Transcribe every line of the data below verbatim, changing nothing.

______

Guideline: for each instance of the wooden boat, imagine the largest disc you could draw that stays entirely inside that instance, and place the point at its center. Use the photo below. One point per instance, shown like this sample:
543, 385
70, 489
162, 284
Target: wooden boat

______

■ **WRITTEN ANSWER**
Guideline: for each instance of the wooden boat, imagine the largest disc you could draw that stays entirely inside that instance, and place the point at its center. Use the photo below. One point per instance, shown like this sample:
543, 385
70, 489
162, 284
Target: wooden boat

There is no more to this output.